--- SOURCE DOCUMENT Enclosed Below ---

Hiring is booming! As the economy and employees emerge from the pandemic shutdown there are far more job openings than there are candidates. Should be easier to succeed at salary negotiations in this type of market, right? Yes, but there is still a right way to negotiate and a wrong way. Whether you are trying to stay with your current company or looking outside, here are some tips for proper and successful salary negotiations.
Do Negotiate
An Indeed survey found that 70% of managers expect candidates or employees to negotiate their salary and benefits. The same survey showed that 58% of respondents claim to have never or rarely tried negotiating their pay versus 12% who always try to negotiate. There is a gender gap here, too. Forty-four percent of women do not feel they are paid fairly for their work which is a stark contrast to 74% of men who agree or strongly agree that they are paid competitively.
On average it costs companies between 125% and 200% of your salary to replace you. This is significantly more than you would ask for in a salary negotiation. The average U.S. salary increase is 3%, but companies find salary asks of a 10% increase reasonable given the expectation is justified.
Do Your Research
One thing that is driving salary discussions and pay transparency is the availability of information about salaries on the internet. Use it! Online resources like Glassdoor and PayScale are invaluable. There may be specialized information on your particular career area put out by recruiting firms and professional societies that you can utilize.
Know how your company or the company you received an offer from is doing financially. How has Covid affected the company? If major layoffs and budget cuts have been the norm, now might not be the right time for aggressive salary negotiations, or maybe the position you are in or are being hired for is critical to the company recovering from the pandemic.
How to Ask for a Raise
Lead with gratitude. If you like your company and your work, make that clear. If you’ve received an offer at a desirable company, make it clear you are flattered and excited by their interest.

--- End of Enclosed SOURCE DOCUMENT ---
--- DATASET EXTRACT Enclosed Below ---

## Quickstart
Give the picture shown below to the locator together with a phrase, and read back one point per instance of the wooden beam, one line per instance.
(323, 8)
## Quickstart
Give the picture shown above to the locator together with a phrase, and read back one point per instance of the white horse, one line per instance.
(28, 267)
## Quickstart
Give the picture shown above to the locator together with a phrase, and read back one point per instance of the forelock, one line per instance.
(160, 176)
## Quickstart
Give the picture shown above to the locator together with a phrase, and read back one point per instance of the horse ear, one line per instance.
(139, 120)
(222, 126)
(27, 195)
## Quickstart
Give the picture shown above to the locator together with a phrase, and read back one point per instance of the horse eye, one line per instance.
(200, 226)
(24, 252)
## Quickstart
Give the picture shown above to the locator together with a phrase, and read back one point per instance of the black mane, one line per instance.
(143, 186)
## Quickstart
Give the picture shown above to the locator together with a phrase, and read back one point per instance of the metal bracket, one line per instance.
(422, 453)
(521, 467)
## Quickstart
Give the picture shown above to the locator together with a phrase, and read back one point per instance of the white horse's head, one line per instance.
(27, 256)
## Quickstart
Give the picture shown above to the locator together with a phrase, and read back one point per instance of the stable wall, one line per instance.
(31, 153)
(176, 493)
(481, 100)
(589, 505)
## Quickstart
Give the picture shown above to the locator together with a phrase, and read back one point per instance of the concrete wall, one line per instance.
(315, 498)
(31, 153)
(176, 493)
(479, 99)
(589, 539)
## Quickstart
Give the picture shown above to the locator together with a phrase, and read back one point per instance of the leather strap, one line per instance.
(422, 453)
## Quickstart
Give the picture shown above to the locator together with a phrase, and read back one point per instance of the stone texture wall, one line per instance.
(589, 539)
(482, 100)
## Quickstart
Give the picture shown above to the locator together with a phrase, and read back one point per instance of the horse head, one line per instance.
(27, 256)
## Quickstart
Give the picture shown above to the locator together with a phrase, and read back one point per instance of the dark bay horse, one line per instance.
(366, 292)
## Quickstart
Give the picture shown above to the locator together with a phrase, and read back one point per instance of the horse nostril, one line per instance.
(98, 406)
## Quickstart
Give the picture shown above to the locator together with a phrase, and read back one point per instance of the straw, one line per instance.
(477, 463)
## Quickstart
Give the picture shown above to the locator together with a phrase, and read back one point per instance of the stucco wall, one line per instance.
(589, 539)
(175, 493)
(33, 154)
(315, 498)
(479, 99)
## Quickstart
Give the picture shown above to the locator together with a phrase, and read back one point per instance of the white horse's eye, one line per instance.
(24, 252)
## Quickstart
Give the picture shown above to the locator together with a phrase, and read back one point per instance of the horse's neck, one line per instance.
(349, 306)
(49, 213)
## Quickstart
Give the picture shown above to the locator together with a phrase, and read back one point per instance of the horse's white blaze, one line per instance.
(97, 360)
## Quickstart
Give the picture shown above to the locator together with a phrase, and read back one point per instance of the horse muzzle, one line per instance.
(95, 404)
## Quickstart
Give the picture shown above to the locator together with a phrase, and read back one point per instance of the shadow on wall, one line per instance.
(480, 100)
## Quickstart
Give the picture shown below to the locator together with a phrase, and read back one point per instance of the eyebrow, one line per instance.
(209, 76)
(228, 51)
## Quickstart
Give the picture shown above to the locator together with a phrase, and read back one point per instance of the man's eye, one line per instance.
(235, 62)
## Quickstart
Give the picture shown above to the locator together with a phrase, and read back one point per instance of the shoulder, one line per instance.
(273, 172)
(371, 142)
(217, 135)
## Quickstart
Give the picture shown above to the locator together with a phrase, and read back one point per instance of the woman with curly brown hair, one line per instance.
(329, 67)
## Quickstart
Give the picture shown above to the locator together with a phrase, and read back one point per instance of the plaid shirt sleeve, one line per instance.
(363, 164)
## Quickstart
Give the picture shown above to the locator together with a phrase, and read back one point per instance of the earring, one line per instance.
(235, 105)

--- End of Enclosed DATASET EXTRACT ---
--- DATASET EXTRACT Enclosed Below ---

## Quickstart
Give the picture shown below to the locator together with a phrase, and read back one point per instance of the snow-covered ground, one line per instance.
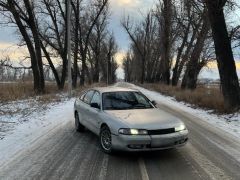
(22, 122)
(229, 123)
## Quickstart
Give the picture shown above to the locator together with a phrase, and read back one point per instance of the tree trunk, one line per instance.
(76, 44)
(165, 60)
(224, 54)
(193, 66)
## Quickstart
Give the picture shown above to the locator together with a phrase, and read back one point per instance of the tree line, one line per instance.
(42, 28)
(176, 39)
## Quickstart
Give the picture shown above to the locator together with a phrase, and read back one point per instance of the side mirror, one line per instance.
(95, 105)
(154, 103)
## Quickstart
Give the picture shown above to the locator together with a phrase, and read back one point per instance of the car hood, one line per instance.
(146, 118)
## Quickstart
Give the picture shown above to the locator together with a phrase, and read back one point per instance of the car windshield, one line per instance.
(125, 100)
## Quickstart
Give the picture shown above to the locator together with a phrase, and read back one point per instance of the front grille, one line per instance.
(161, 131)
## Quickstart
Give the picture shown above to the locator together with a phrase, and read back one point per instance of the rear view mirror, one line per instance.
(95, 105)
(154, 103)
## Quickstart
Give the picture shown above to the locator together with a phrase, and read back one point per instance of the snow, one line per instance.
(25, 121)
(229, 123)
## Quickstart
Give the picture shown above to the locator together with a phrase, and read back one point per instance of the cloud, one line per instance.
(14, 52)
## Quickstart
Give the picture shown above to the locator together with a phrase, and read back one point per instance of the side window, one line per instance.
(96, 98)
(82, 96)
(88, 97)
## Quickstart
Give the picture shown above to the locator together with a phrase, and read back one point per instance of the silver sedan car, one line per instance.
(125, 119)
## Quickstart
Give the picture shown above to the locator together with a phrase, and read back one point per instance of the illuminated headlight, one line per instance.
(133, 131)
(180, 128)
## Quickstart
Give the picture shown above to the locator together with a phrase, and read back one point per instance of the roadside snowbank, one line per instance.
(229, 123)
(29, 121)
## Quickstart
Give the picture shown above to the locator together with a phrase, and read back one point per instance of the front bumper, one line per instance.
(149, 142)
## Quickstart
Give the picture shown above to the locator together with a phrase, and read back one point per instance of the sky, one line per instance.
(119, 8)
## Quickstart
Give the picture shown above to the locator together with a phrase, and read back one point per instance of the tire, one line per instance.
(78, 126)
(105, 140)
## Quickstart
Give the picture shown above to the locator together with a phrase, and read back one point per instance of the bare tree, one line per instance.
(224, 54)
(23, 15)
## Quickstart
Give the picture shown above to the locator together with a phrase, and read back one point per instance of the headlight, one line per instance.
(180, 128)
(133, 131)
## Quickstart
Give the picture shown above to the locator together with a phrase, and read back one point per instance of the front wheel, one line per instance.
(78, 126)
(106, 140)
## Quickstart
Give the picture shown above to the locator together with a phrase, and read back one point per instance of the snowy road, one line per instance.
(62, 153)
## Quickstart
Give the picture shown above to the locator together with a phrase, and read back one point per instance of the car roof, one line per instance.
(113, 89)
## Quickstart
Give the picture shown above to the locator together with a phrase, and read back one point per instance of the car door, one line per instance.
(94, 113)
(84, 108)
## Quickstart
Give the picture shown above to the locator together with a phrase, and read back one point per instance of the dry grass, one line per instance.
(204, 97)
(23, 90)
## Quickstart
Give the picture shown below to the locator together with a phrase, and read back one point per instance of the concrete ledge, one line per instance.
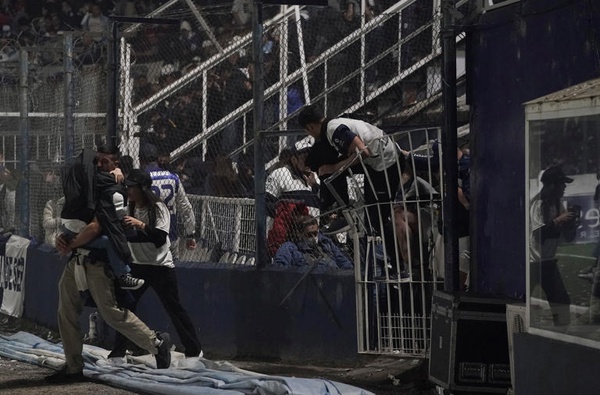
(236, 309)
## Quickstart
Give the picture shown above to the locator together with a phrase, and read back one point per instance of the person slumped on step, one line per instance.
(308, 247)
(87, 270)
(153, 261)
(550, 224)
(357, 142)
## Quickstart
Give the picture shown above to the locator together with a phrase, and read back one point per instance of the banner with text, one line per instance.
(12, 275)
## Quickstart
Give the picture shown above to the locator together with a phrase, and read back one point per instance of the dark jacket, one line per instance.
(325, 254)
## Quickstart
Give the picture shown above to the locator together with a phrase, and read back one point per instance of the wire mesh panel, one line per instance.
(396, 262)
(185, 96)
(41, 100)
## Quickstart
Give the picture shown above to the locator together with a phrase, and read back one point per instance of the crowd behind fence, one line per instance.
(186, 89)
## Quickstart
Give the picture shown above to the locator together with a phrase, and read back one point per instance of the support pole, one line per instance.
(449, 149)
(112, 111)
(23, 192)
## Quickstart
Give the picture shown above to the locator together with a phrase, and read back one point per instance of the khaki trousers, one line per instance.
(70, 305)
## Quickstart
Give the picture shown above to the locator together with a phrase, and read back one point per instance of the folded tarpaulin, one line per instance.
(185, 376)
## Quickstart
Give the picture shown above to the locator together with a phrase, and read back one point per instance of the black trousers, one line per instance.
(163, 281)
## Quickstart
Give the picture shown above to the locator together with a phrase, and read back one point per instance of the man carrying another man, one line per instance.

--- End of Enclosed DATASET EXTRACT ---
--- DATASET EXTRACT Enclosed Below ---

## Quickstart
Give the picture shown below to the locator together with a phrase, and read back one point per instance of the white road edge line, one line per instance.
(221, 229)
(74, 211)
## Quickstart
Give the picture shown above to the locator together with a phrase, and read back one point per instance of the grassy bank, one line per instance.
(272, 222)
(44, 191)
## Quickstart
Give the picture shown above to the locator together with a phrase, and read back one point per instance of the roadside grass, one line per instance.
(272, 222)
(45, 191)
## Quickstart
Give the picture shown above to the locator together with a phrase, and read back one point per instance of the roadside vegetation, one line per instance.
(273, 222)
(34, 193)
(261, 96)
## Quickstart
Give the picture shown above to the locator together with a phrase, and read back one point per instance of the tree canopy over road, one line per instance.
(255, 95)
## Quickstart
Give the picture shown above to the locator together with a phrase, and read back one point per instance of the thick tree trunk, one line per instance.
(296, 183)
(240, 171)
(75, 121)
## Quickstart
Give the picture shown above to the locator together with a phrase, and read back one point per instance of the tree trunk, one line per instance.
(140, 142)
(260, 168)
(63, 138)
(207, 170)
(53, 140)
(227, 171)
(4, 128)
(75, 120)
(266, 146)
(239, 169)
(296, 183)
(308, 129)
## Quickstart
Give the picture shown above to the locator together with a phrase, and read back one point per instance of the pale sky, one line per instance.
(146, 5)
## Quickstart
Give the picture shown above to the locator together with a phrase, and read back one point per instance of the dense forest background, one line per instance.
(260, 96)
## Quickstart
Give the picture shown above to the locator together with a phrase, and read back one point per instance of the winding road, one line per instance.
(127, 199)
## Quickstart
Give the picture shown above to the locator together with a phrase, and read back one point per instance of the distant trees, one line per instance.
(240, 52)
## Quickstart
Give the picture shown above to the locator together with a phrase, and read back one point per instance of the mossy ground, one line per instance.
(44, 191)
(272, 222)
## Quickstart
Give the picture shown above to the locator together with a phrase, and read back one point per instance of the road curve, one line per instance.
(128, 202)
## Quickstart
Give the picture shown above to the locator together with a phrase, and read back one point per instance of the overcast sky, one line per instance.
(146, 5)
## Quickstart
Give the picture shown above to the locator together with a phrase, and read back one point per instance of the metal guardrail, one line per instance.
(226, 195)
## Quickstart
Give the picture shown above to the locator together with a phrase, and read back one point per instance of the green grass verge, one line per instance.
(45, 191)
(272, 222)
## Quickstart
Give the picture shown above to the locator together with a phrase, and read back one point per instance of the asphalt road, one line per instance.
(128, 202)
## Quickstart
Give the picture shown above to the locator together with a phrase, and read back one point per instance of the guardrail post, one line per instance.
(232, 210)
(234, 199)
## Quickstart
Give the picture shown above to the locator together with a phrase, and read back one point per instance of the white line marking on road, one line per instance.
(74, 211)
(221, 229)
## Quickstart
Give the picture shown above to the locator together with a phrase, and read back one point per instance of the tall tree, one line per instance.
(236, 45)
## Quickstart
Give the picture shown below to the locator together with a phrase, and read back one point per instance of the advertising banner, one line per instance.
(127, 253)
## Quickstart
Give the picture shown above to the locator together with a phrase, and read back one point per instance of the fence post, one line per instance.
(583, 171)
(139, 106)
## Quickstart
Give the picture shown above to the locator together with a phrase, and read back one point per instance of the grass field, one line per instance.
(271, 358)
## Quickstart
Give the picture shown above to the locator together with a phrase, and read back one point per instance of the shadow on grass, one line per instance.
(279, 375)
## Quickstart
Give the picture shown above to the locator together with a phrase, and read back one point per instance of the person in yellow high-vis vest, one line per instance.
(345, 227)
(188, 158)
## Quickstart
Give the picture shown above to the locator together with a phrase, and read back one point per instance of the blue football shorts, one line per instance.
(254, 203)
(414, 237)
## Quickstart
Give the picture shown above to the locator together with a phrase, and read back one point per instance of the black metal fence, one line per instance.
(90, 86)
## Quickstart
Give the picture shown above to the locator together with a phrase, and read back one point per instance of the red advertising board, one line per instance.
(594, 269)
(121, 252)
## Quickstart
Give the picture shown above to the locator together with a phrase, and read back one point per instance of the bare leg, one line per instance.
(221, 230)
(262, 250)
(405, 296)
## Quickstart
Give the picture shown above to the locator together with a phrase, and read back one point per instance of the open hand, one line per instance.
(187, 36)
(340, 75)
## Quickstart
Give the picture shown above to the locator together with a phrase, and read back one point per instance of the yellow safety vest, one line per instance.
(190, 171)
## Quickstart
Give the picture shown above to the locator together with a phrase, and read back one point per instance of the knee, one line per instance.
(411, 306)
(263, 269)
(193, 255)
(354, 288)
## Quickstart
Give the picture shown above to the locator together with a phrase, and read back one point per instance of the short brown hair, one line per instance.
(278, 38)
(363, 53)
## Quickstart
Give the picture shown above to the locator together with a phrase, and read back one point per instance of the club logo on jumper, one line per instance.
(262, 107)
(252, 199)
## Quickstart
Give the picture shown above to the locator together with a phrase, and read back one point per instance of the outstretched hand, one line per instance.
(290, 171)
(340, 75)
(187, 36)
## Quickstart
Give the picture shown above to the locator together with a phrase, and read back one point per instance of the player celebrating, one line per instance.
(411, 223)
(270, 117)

--- End of Enclosed DATASET EXTRACT ---

## [WORK INSTRUCTION A]
Recast the paragraph of the salary negotiation text beginning "On average it costs companies" as a short bulleted list that keeps its main facts.
## [WORK INSTRUCTION B]
Answer these questions from the salary negotiation text, one line each:
(i) According to the Indeed survey, what percentage of managers expect candidates or employees to negotiate their salary and benefits?
(ii) Which two online resources does the text name as invaluable?
(iii) What should a person lead with when asking for a raise?
## [WORK INSTRUCTION C]
Please write what comes next in the salary negotiation text, picking up after its last sentence.
None of this material has any bearing on the tasks.

## [YOUR RESPONSE A]
- Replacing an employee costs a company between 125% and 200% of that person's salary, far more than a typical salary negotiation ask.
- The average U.S. salary increase is 3%.
- Companies see a request for a 10% increase as reasonable when the expectation is justified.

## [YOUR RESPONSE B]
(i) 70%
(ii) Glassdoor and PayScale
(iii) Gratitude

## [YOUR RESPONSE C]
Frame the ask by how it is beneficial to the company to keep you or hire you, not just the benefit to you.
Aggression in salary negotiations is not the right approach. Don’t say “I’ve got another job offer and will leave unless you match the salary.” Instead say, “I love this company and I think I’m making a big contribution but another company pursued me and I was surprised at the compensation they offered. Can you help me close the gap so I can stay here?” Be positive and conciliatory.
Find something else. If base salary doesn’t seem negotiable, ask for something they will find it harder to say no to. The changes to the work environment and work relationships brought on by Covid has made companies open to more creative solutions. Are there projects you want to get involved in, additional experience or training you could monetize later, a better title that might be in a higher pay band that will set you up for an increase at your next review, a senior responsibility you take off your boss’s plate or even additional support where you can increase your management responsibilities or at least delegate more junior tasks. For offers with a new company is paid time off, a sign-on bonus or an earlier performance review negotiable. Of course, remote and hybrid work schedules are top-of-mind now, too.
Salary negotiations are critical to your long term financial and career success. Don’t avoid them!